───── Entries shown ─────

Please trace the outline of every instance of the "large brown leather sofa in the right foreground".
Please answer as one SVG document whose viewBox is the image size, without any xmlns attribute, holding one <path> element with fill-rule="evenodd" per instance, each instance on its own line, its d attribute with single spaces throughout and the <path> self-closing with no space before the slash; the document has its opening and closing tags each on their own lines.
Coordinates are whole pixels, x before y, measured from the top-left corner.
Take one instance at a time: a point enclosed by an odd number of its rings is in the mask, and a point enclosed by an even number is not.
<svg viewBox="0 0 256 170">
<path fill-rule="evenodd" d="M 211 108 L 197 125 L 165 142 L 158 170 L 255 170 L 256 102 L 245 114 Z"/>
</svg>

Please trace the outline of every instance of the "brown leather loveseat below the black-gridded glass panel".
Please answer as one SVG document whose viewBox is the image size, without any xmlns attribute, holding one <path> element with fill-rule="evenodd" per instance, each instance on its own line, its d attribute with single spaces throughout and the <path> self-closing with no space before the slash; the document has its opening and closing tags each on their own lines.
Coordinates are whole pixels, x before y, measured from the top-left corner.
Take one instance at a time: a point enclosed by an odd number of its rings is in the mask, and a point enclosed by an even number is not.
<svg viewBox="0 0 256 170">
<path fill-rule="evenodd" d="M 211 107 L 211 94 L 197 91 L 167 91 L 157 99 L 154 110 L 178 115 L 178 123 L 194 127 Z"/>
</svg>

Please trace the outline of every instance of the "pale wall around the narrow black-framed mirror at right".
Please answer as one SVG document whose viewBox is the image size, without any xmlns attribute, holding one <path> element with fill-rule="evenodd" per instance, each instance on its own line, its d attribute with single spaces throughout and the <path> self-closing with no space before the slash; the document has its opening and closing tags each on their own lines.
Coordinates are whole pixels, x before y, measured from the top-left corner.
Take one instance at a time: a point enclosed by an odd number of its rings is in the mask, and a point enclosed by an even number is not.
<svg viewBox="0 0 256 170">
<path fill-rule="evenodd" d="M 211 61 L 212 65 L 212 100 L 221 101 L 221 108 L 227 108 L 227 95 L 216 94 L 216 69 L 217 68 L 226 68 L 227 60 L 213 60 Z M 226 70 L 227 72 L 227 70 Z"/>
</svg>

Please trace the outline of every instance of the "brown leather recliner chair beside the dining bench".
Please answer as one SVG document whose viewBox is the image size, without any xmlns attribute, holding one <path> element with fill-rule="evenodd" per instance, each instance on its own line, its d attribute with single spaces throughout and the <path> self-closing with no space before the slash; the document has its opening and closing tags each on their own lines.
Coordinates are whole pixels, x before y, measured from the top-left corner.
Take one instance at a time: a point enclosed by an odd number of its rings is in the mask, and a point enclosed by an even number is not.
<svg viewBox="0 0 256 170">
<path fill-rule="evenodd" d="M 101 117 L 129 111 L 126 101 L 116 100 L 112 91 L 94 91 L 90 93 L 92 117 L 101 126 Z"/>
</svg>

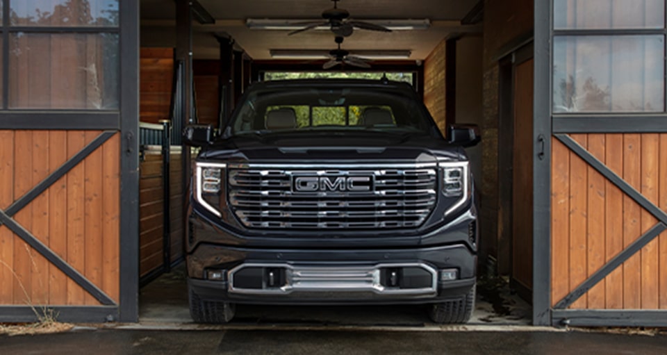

─────

Return the lines containing "brown", taking each one from the listing.

Please trace the outline of every instance of the "large brown leather sofa in the right foreground".
Please trace the outline of every instance of the "brown leather loveseat below the black-gridded glass panel".
Please trace the outline of every instance of the "brown leather recliner chair beside the dining bench".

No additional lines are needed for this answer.